* **Exercise prompt**
Copy the lines below word for word, starting at the line that contains "of the silver" and ending with the final line.
==================================================
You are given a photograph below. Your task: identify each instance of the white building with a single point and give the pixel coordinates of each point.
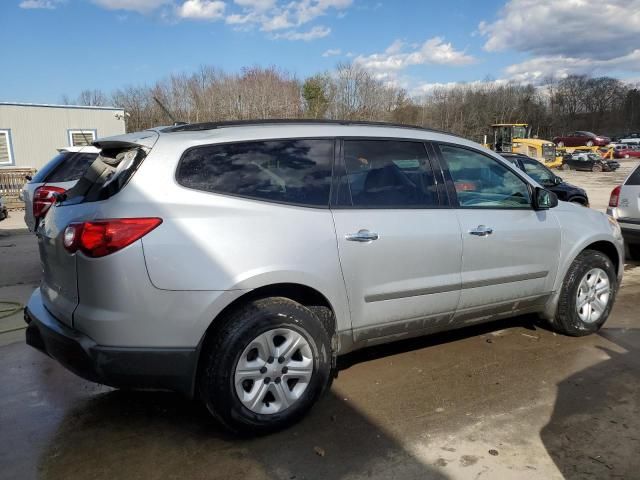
(31, 133)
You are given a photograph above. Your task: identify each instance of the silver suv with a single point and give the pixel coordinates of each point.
(235, 262)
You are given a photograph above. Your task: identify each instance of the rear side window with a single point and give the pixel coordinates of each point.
(634, 178)
(72, 168)
(294, 171)
(388, 174)
(483, 182)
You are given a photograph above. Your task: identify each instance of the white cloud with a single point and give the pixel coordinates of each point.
(140, 6)
(397, 57)
(202, 9)
(332, 52)
(273, 15)
(40, 4)
(600, 29)
(313, 34)
(537, 69)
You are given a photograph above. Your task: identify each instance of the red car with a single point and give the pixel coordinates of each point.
(626, 152)
(580, 139)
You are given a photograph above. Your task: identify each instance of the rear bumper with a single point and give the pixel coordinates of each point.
(140, 368)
==================================================
* **Written response**
You are given a photograph above. Your task: identify each instance of the silver suv with a single point and give the pixel coordinates of each point.
(235, 262)
You are given a photograph above. Your task: identify each instance of the rear side window with a single point and give the pixel coordinates of each point.
(634, 178)
(72, 168)
(294, 171)
(388, 174)
(483, 182)
You are given a photograph above. Your task: identify each instance of the white cloud with a single point and give the pixel coordinates of each point.
(140, 6)
(397, 57)
(202, 9)
(332, 52)
(273, 15)
(40, 4)
(600, 29)
(313, 34)
(537, 69)
You are given a photograph above. Your task: identify each instance of the red car with a single point and give the pixel coordinates of each point.
(626, 152)
(580, 139)
You are given a photograph above. Your task: identify each instance of the rear bumper with a single point and give the pixel coordinates of each point.
(140, 368)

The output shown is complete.